• [DOCUMENT SEGMENT]:
....................

In your opinion, what are the best technical indicators for a beginning options trader to watch ?

TS: I think it is best for beginning options traders to keep three things in mind with respect to technical indicators and options trading :

  1. Get familiar with a few technical indicators that you are comfortable using and keep it simple. When I say "keep it simple," I do not necessarily mean use a technical indicator that is in the mainstream and very easily accessed, as this can get you into crowded trades with little reward versus risk. Instead, use indicators that you can access, but put your own twists on them based on the research you did on the underlying. For example, it is common knowledge among those in the technical community that the 200-day moving average is a popular trendline on the radar of many traders. But, if you notice that an underlying respects another longer-term moving average, such as its 120-day -- roughly equivalent to its six-month average price -- consider using this trendline as an entry point on pullbacks.
  2. Ensure that the technical indicator or set of indicators that you are using matches the time frame of the options you are playing. When trading options, there are a number of options for you to purchase, with various expiration dates. Therefore, ask yourself, "What is my target and how much time do I think I will need based on the technical indicator that I am using?" So, if you are pretty certain a short-term oversold condition will eventually lead to a resumption of an uptrend, but you think it could take weeks to play out instead of days, purchase an option that expires 2-3 months from now instead of an option that might be cheaper on an absolute basis, but expires in only a few days.

....................

• [DATA SUPPLIED]:
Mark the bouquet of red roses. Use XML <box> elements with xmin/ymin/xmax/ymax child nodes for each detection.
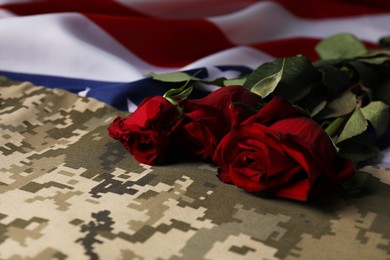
<box><xmin>108</xmin><ymin>34</ymin><xmax>390</xmax><ymax>201</ymax></box>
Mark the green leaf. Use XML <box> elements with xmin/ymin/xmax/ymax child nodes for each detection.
<box><xmin>315</xmin><ymin>33</ymin><xmax>368</xmax><ymax>60</ymax></box>
<box><xmin>244</xmin><ymin>55</ymin><xmax>320</xmax><ymax>102</ymax></box>
<box><xmin>379</xmin><ymin>36</ymin><xmax>390</xmax><ymax>48</ymax></box>
<box><xmin>319</xmin><ymin>91</ymin><xmax>356</xmax><ymax>119</ymax></box>
<box><xmin>321</xmin><ymin>64</ymin><xmax>352</xmax><ymax>96</ymax></box>
<box><xmin>336</xmin><ymin>107</ymin><xmax>368</xmax><ymax>144</ymax></box>
<box><xmin>337</xmin><ymin>133</ymin><xmax>379</xmax><ymax>164</ymax></box>
<box><xmin>374</xmin><ymin>78</ymin><xmax>390</xmax><ymax>106</ymax></box>
<box><xmin>147</xmin><ymin>71</ymin><xmax>200</xmax><ymax>82</ymax></box>
<box><xmin>244</xmin><ymin>59</ymin><xmax>285</xmax><ymax>98</ymax></box>
<box><xmin>362</xmin><ymin>101</ymin><xmax>390</xmax><ymax>137</ymax></box>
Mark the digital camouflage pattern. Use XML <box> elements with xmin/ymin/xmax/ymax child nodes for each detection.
<box><xmin>0</xmin><ymin>78</ymin><xmax>390</xmax><ymax>260</ymax></box>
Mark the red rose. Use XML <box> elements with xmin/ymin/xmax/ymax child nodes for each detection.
<box><xmin>108</xmin><ymin>96</ymin><xmax>179</xmax><ymax>165</ymax></box>
<box><xmin>214</xmin><ymin>98</ymin><xmax>354</xmax><ymax>201</ymax></box>
<box><xmin>173</xmin><ymin>100</ymin><xmax>230</xmax><ymax>160</ymax></box>
<box><xmin>194</xmin><ymin>86</ymin><xmax>262</xmax><ymax>126</ymax></box>
<box><xmin>175</xmin><ymin>86</ymin><xmax>262</xmax><ymax>160</ymax></box>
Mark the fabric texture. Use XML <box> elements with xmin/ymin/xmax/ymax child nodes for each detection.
<box><xmin>0</xmin><ymin>0</ymin><xmax>390</xmax><ymax>260</ymax></box>
<box><xmin>0</xmin><ymin>78</ymin><xmax>390</xmax><ymax>259</ymax></box>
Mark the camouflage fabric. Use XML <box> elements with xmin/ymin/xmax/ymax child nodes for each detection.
<box><xmin>0</xmin><ymin>78</ymin><xmax>390</xmax><ymax>260</ymax></box>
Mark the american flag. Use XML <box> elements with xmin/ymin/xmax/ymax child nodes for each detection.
<box><xmin>0</xmin><ymin>0</ymin><xmax>390</xmax><ymax>259</ymax></box>
<box><xmin>0</xmin><ymin>0</ymin><xmax>390</xmax><ymax>111</ymax></box>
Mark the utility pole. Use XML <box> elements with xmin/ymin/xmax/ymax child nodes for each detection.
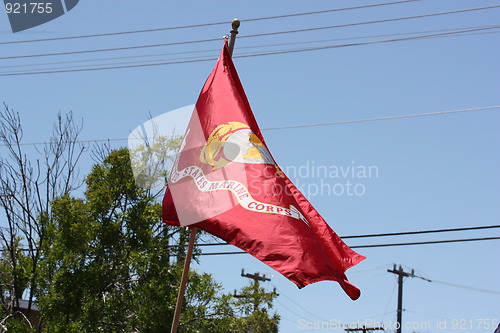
<box><xmin>233</xmin><ymin>268</ymin><xmax>279</xmax><ymax>311</ymax></box>
<box><xmin>344</xmin><ymin>326</ymin><xmax>384</xmax><ymax>333</ymax></box>
<box><xmin>387</xmin><ymin>264</ymin><xmax>431</xmax><ymax>333</ymax></box>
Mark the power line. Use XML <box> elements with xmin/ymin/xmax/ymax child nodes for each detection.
<box><xmin>0</xmin><ymin>0</ymin><xmax>419</xmax><ymax>45</ymax></box>
<box><xmin>0</xmin><ymin>24</ymin><xmax>488</xmax><ymax>68</ymax></box>
<box><xmin>262</xmin><ymin>105</ymin><xmax>500</xmax><ymax>131</ymax></box>
<box><xmin>0</xmin><ymin>25</ymin><xmax>500</xmax><ymax>76</ymax></box>
<box><xmin>0</xmin><ymin>105</ymin><xmax>500</xmax><ymax>147</ymax></box>
<box><xmin>195</xmin><ymin>237</ymin><xmax>500</xmax><ymax>256</ymax></box>
<box><xmin>430</xmin><ymin>280</ymin><xmax>500</xmax><ymax>295</ymax></box>
<box><xmin>0</xmin><ymin>5</ymin><xmax>500</xmax><ymax>60</ymax></box>
<box><xmin>187</xmin><ymin>225</ymin><xmax>500</xmax><ymax>246</ymax></box>
<box><xmin>238</xmin><ymin>5</ymin><xmax>500</xmax><ymax>38</ymax></box>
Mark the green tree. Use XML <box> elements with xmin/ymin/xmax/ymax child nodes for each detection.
<box><xmin>37</xmin><ymin>149</ymin><xmax>279</xmax><ymax>332</ymax></box>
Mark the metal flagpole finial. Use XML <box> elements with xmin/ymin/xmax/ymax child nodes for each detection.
<box><xmin>229</xmin><ymin>19</ymin><xmax>241</xmax><ymax>56</ymax></box>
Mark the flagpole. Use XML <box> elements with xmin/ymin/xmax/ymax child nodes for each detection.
<box><xmin>170</xmin><ymin>19</ymin><xmax>240</xmax><ymax>333</ymax></box>
<box><xmin>170</xmin><ymin>227</ymin><xmax>196</xmax><ymax>333</ymax></box>
<box><xmin>228</xmin><ymin>19</ymin><xmax>240</xmax><ymax>57</ymax></box>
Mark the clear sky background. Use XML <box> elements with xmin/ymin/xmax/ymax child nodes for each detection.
<box><xmin>0</xmin><ymin>0</ymin><xmax>500</xmax><ymax>332</ymax></box>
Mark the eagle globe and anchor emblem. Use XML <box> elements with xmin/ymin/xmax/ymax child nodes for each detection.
<box><xmin>170</xmin><ymin>121</ymin><xmax>309</xmax><ymax>226</ymax></box>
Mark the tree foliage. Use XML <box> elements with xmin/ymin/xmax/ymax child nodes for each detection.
<box><xmin>0</xmin><ymin>107</ymin><xmax>279</xmax><ymax>333</ymax></box>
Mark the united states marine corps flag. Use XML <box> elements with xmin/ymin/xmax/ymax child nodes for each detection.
<box><xmin>163</xmin><ymin>43</ymin><xmax>365</xmax><ymax>300</ymax></box>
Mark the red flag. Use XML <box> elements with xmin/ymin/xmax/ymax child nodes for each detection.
<box><xmin>163</xmin><ymin>43</ymin><xmax>365</xmax><ymax>299</ymax></box>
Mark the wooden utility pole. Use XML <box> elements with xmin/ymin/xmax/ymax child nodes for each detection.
<box><xmin>387</xmin><ymin>264</ymin><xmax>431</xmax><ymax>333</ymax></box>
<box><xmin>233</xmin><ymin>269</ymin><xmax>279</xmax><ymax>311</ymax></box>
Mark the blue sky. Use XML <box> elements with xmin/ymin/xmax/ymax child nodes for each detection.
<box><xmin>0</xmin><ymin>0</ymin><xmax>500</xmax><ymax>332</ymax></box>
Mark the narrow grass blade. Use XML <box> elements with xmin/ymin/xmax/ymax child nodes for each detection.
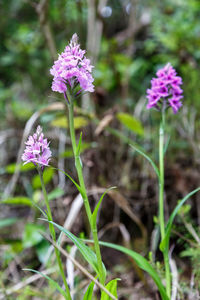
<box><xmin>129</xmin><ymin>144</ymin><xmax>160</xmax><ymax>178</ymax></box>
<box><xmin>42</xmin><ymin>219</ymin><xmax>99</xmax><ymax>274</ymax></box>
<box><xmin>83</xmin><ymin>281</ymin><xmax>94</xmax><ymax>300</ymax></box>
<box><xmin>94</xmin><ymin>242</ymin><xmax>169</xmax><ymax>300</ymax></box>
<box><xmin>160</xmin><ymin>187</ymin><xmax>200</xmax><ymax>251</ymax></box>
<box><xmin>101</xmin><ymin>278</ymin><xmax>119</xmax><ymax>300</ymax></box>
<box><xmin>92</xmin><ymin>186</ymin><xmax>116</xmax><ymax>224</ymax></box>
<box><xmin>23</xmin><ymin>269</ymin><xmax>66</xmax><ymax>299</ymax></box>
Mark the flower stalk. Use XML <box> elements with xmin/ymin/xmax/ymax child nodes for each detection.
<box><xmin>67</xmin><ymin>93</ymin><xmax>105</xmax><ymax>285</ymax></box>
<box><xmin>159</xmin><ymin>111</ymin><xmax>171</xmax><ymax>298</ymax></box>
<box><xmin>37</xmin><ymin>167</ymin><xmax>72</xmax><ymax>300</ymax></box>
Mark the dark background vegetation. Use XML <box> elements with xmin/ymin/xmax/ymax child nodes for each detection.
<box><xmin>0</xmin><ymin>0</ymin><xmax>200</xmax><ymax>300</ymax></box>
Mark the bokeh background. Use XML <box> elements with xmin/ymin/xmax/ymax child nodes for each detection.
<box><xmin>0</xmin><ymin>0</ymin><xmax>200</xmax><ymax>300</ymax></box>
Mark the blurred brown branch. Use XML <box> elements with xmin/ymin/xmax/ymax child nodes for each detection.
<box><xmin>33</xmin><ymin>0</ymin><xmax>57</xmax><ymax>60</ymax></box>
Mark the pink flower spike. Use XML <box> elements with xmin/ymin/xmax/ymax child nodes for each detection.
<box><xmin>50</xmin><ymin>33</ymin><xmax>94</xmax><ymax>93</ymax></box>
<box><xmin>147</xmin><ymin>63</ymin><xmax>183</xmax><ymax>114</ymax></box>
<box><xmin>22</xmin><ymin>126</ymin><xmax>51</xmax><ymax>169</ymax></box>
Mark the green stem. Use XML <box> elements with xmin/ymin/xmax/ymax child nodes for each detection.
<box><xmin>38</xmin><ymin>167</ymin><xmax>72</xmax><ymax>300</ymax></box>
<box><xmin>159</xmin><ymin>118</ymin><xmax>171</xmax><ymax>298</ymax></box>
<box><xmin>67</xmin><ymin>95</ymin><xmax>105</xmax><ymax>285</ymax></box>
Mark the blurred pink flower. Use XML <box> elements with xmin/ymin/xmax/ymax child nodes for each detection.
<box><xmin>50</xmin><ymin>33</ymin><xmax>94</xmax><ymax>93</ymax></box>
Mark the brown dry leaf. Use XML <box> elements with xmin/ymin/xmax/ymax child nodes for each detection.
<box><xmin>95</xmin><ymin>114</ymin><xmax>114</xmax><ymax>136</ymax></box>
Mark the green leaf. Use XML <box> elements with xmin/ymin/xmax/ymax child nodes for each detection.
<box><xmin>53</xmin><ymin>168</ymin><xmax>85</xmax><ymax>199</ymax></box>
<box><xmin>99</xmin><ymin>242</ymin><xmax>169</xmax><ymax>300</ymax></box>
<box><xmin>76</xmin><ymin>132</ymin><xmax>82</xmax><ymax>155</ymax></box>
<box><xmin>6</xmin><ymin>163</ymin><xmax>35</xmax><ymax>174</ymax></box>
<box><xmin>23</xmin><ymin>223</ymin><xmax>46</xmax><ymax>248</ymax></box>
<box><xmin>130</xmin><ymin>144</ymin><xmax>160</xmax><ymax>178</ymax></box>
<box><xmin>60</xmin><ymin>142</ymin><xmax>97</xmax><ymax>158</ymax></box>
<box><xmin>117</xmin><ymin>113</ymin><xmax>144</xmax><ymax>136</ymax></box>
<box><xmin>32</xmin><ymin>168</ymin><xmax>54</xmax><ymax>189</ymax></box>
<box><xmin>160</xmin><ymin>187</ymin><xmax>200</xmax><ymax>251</ymax></box>
<box><xmin>0</xmin><ymin>196</ymin><xmax>32</xmax><ymax>206</ymax></box>
<box><xmin>101</xmin><ymin>278</ymin><xmax>119</xmax><ymax>300</ymax></box>
<box><xmin>42</xmin><ymin>219</ymin><xmax>103</xmax><ymax>274</ymax></box>
<box><xmin>36</xmin><ymin>240</ymin><xmax>51</xmax><ymax>264</ymax></box>
<box><xmin>51</xmin><ymin>116</ymin><xmax>89</xmax><ymax>129</ymax></box>
<box><xmin>0</xmin><ymin>218</ymin><xmax>19</xmax><ymax>228</ymax></box>
<box><xmin>92</xmin><ymin>186</ymin><xmax>116</xmax><ymax>226</ymax></box>
<box><xmin>83</xmin><ymin>281</ymin><xmax>95</xmax><ymax>300</ymax></box>
<box><xmin>48</xmin><ymin>187</ymin><xmax>65</xmax><ymax>201</ymax></box>
<box><xmin>23</xmin><ymin>269</ymin><xmax>66</xmax><ymax>299</ymax></box>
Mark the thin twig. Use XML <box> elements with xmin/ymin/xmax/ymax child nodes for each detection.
<box><xmin>0</xmin><ymin>267</ymin><xmax>56</xmax><ymax>299</ymax></box>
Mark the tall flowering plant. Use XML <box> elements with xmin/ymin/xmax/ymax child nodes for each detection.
<box><xmin>22</xmin><ymin>34</ymin><xmax>200</xmax><ymax>300</ymax></box>
<box><xmin>50</xmin><ymin>34</ymin><xmax>113</xmax><ymax>298</ymax></box>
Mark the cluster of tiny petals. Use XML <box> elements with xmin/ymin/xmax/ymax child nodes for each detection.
<box><xmin>22</xmin><ymin>126</ymin><xmax>51</xmax><ymax>168</ymax></box>
<box><xmin>50</xmin><ymin>34</ymin><xmax>94</xmax><ymax>93</ymax></box>
<box><xmin>147</xmin><ymin>63</ymin><xmax>183</xmax><ymax>113</ymax></box>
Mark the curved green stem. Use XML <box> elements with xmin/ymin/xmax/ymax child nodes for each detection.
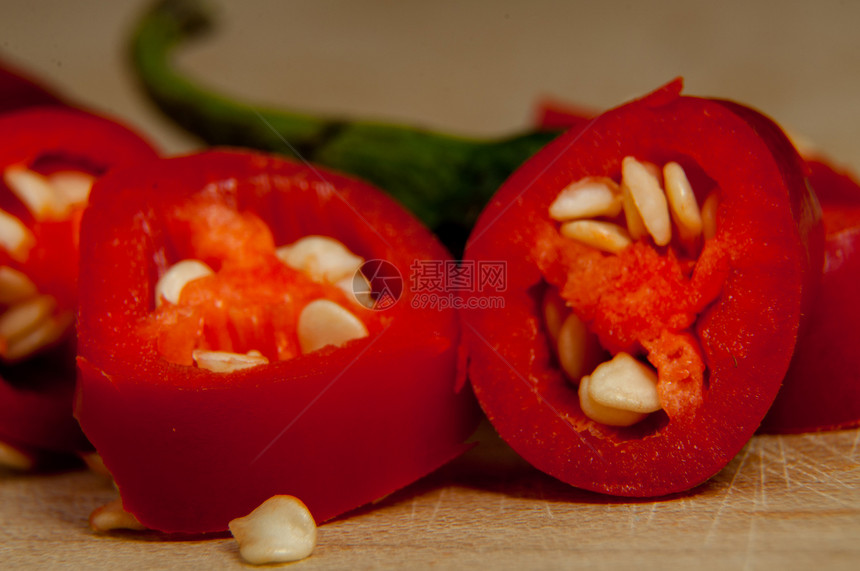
<box><xmin>131</xmin><ymin>0</ymin><xmax>557</xmax><ymax>252</ymax></box>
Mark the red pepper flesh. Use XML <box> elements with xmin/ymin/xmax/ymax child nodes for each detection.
<box><xmin>76</xmin><ymin>151</ymin><xmax>479</xmax><ymax>532</ymax></box>
<box><xmin>463</xmin><ymin>81</ymin><xmax>823</xmax><ymax>496</ymax></box>
<box><xmin>536</xmin><ymin>96</ymin><xmax>860</xmax><ymax>434</ymax></box>
<box><xmin>761</xmin><ymin>159</ymin><xmax>860</xmax><ymax>433</ymax></box>
<box><xmin>0</xmin><ymin>107</ymin><xmax>155</xmax><ymax>460</ymax></box>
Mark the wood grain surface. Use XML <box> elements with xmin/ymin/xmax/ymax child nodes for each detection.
<box><xmin>0</xmin><ymin>0</ymin><xmax>860</xmax><ymax>571</ymax></box>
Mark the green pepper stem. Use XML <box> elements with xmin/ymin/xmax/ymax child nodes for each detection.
<box><xmin>131</xmin><ymin>0</ymin><xmax>558</xmax><ymax>253</ymax></box>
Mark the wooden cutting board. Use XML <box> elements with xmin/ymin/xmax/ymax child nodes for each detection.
<box><xmin>0</xmin><ymin>422</ymin><xmax>860</xmax><ymax>571</ymax></box>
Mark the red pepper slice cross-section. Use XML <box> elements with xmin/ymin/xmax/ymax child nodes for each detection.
<box><xmin>536</xmin><ymin>95</ymin><xmax>860</xmax><ymax>434</ymax></box>
<box><xmin>463</xmin><ymin>82</ymin><xmax>823</xmax><ymax>496</ymax></box>
<box><xmin>77</xmin><ymin>151</ymin><xmax>479</xmax><ymax>532</ymax></box>
<box><xmin>0</xmin><ymin>107</ymin><xmax>156</xmax><ymax>455</ymax></box>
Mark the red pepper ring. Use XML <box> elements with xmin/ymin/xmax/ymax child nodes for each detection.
<box><xmin>761</xmin><ymin>158</ymin><xmax>860</xmax><ymax>434</ymax></box>
<box><xmin>536</xmin><ymin>99</ymin><xmax>860</xmax><ymax>434</ymax></box>
<box><xmin>77</xmin><ymin>151</ymin><xmax>479</xmax><ymax>532</ymax></box>
<box><xmin>462</xmin><ymin>81</ymin><xmax>822</xmax><ymax>496</ymax></box>
<box><xmin>0</xmin><ymin>107</ymin><xmax>156</xmax><ymax>460</ymax></box>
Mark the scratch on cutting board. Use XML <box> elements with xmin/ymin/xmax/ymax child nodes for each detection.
<box><xmin>645</xmin><ymin>502</ymin><xmax>657</xmax><ymax>524</ymax></box>
<box><xmin>753</xmin><ymin>440</ymin><xmax>767</xmax><ymax>509</ymax></box>
<box><xmin>705</xmin><ymin>444</ymin><xmax>751</xmax><ymax>545</ymax></box>
<box><xmin>803</xmin><ymin>434</ymin><xmax>856</xmax><ymax>460</ymax></box>
<box><xmin>741</xmin><ymin>513</ymin><xmax>758</xmax><ymax>569</ymax></box>
<box><xmin>537</xmin><ymin>480</ymin><xmax>555</xmax><ymax>519</ymax></box>
<box><xmin>427</xmin><ymin>488</ymin><xmax>447</xmax><ymax>527</ymax></box>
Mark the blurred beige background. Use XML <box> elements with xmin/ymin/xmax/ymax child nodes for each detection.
<box><xmin>0</xmin><ymin>0</ymin><xmax>860</xmax><ymax>170</ymax></box>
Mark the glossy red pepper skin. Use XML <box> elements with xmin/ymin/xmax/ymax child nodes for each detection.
<box><xmin>463</xmin><ymin>82</ymin><xmax>823</xmax><ymax>496</ymax></box>
<box><xmin>0</xmin><ymin>107</ymin><xmax>156</xmax><ymax>454</ymax></box>
<box><xmin>761</xmin><ymin>158</ymin><xmax>860</xmax><ymax>433</ymax></box>
<box><xmin>77</xmin><ymin>151</ymin><xmax>480</xmax><ymax>532</ymax></box>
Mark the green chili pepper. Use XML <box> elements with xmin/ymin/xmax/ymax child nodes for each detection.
<box><xmin>126</xmin><ymin>0</ymin><xmax>558</xmax><ymax>254</ymax></box>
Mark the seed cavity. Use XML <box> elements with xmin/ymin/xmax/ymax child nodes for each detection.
<box><xmin>556</xmin><ymin>312</ymin><xmax>600</xmax><ymax>382</ymax></box>
<box><xmin>3</xmin><ymin>166</ymin><xmax>71</xmax><ymax>220</ymax></box>
<box><xmin>579</xmin><ymin>352</ymin><xmax>662</xmax><ymax>426</ymax></box>
<box><xmin>229</xmin><ymin>495</ymin><xmax>317</xmax><ymax>565</ymax></box>
<box><xmin>0</xmin><ymin>311</ymin><xmax>75</xmax><ymax>361</ymax></box>
<box><xmin>191</xmin><ymin>349</ymin><xmax>269</xmax><ymax>373</ymax></box>
<box><xmin>560</xmin><ymin>220</ymin><xmax>632</xmax><ymax>254</ymax></box>
<box><xmin>90</xmin><ymin>499</ymin><xmax>146</xmax><ymax>532</ymax></box>
<box><xmin>0</xmin><ymin>266</ymin><xmax>39</xmax><ymax>305</ymax></box>
<box><xmin>663</xmin><ymin>162</ymin><xmax>702</xmax><ymax>241</ymax></box>
<box><xmin>702</xmin><ymin>191</ymin><xmax>720</xmax><ymax>240</ymax></box>
<box><xmin>296</xmin><ymin>299</ymin><xmax>368</xmax><ymax>354</ymax></box>
<box><xmin>46</xmin><ymin>171</ymin><xmax>96</xmax><ymax>206</ymax></box>
<box><xmin>549</xmin><ymin>177</ymin><xmax>621</xmax><ymax>222</ymax></box>
<box><xmin>155</xmin><ymin>259</ymin><xmax>214</xmax><ymax>306</ymax></box>
<box><xmin>542</xmin><ymin>288</ymin><xmax>570</xmax><ymax>343</ymax></box>
<box><xmin>621</xmin><ymin>157</ymin><xmax>672</xmax><ymax>246</ymax></box>
<box><xmin>0</xmin><ymin>210</ymin><xmax>36</xmax><ymax>262</ymax></box>
<box><xmin>275</xmin><ymin>236</ymin><xmax>364</xmax><ymax>284</ymax></box>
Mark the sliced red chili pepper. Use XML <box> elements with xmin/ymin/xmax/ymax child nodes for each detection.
<box><xmin>0</xmin><ymin>107</ymin><xmax>155</xmax><ymax>464</ymax></box>
<box><xmin>77</xmin><ymin>151</ymin><xmax>479</xmax><ymax>532</ymax></box>
<box><xmin>464</xmin><ymin>81</ymin><xmax>823</xmax><ymax>496</ymax></box>
<box><xmin>537</xmin><ymin>96</ymin><xmax>860</xmax><ymax>434</ymax></box>
<box><xmin>761</xmin><ymin>158</ymin><xmax>860</xmax><ymax>433</ymax></box>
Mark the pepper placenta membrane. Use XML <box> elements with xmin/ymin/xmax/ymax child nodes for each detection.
<box><xmin>0</xmin><ymin>107</ymin><xmax>155</xmax><ymax>464</ymax></box>
<box><xmin>463</xmin><ymin>81</ymin><xmax>823</xmax><ymax>496</ymax></box>
<box><xmin>77</xmin><ymin>151</ymin><xmax>479</xmax><ymax>532</ymax></box>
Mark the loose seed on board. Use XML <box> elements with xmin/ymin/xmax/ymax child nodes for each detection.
<box><xmin>296</xmin><ymin>299</ymin><xmax>368</xmax><ymax>353</ymax></box>
<box><xmin>191</xmin><ymin>349</ymin><xmax>269</xmax><ymax>373</ymax></box>
<box><xmin>0</xmin><ymin>210</ymin><xmax>36</xmax><ymax>262</ymax></box>
<box><xmin>549</xmin><ymin>177</ymin><xmax>621</xmax><ymax>222</ymax></box>
<box><xmin>663</xmin><ymin>162</ymin><xmax>702</xmax><ymax>240</ymax></box>
<box><xmin>275</xmin><ymin>236</ymin><xmax>364</xmax><ymax>284</ymax></box>
<box><xmin>155</xmin><ymin>260</ymin><xmax>214</xmax><ymax>306</ymax></box>
<box><xmin>229</xmin><ymin>495</ymin><xmax>317</xmax><ymax>565</ymax></box>
<box><xmin>560</xmin><ymin>220</ymin><xmax>632</xmax><ymax>254</ymax></box>
<box><xmin>0</xmin><ymin>266</ymin><xmax>39</xmax><ymax>305</ymax></box>
<box><xmin>90</xmin><ymin>499</ymin><xmax>146</xmax><ymax>532</ymax></box>
<box><xmin>621</xmin><ymin>157</ymin><xmax>672</xmax><ymax>246</ymax></box>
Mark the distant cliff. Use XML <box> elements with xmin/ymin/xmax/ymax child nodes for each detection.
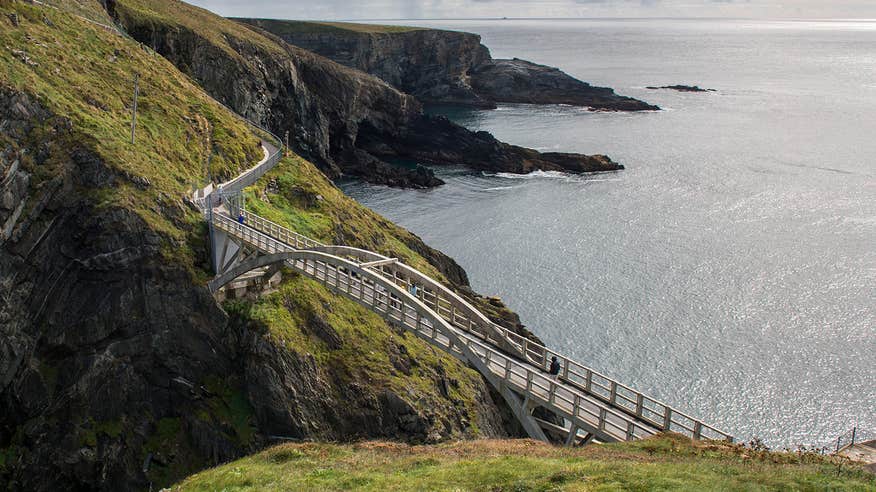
<box><xmin>237</xmin><ymin>19</ymin><xmax>660</xmax><ymax>111</ymax></box>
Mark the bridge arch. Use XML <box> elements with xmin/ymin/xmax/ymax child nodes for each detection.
<box><xmin>209</xmin><ymin>250</ymin><xmax>547</xmax><ymax>441</ymax></box>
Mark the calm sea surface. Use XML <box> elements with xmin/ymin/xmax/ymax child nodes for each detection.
<box><xmin>344</xmin><ymin>20</ymin><xmax>876</xmax><ymax>446</ymax></box>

....................

• [PROBLEMS AND TASKS]:
a – Answer these questions using the options-trading interview:
(i) Which moving average does the interview call a popular trendline on the radar of many traders?
(ii) The 120-day moving average is said to be roughly equivalent to what?
(iii) If a play could take weeks rather than days, when should the purchased option expire?
b – Extract every line of the rows that contains the string "pink".

• [EXERCISE ANSWERS]:
a –
(i) The 200-day moving average.
(ii) Its six-month average price.
(iii) 2-3 months from now.

b –
Mark the pink flower spike. Use XML <box> elements with xmin/ymin/xmax/ymax child nodes for each detection.
Mark the blurred pink flower. Use XML <box> elements with xmin/ymin/xmax/ymax child nodes for each detection.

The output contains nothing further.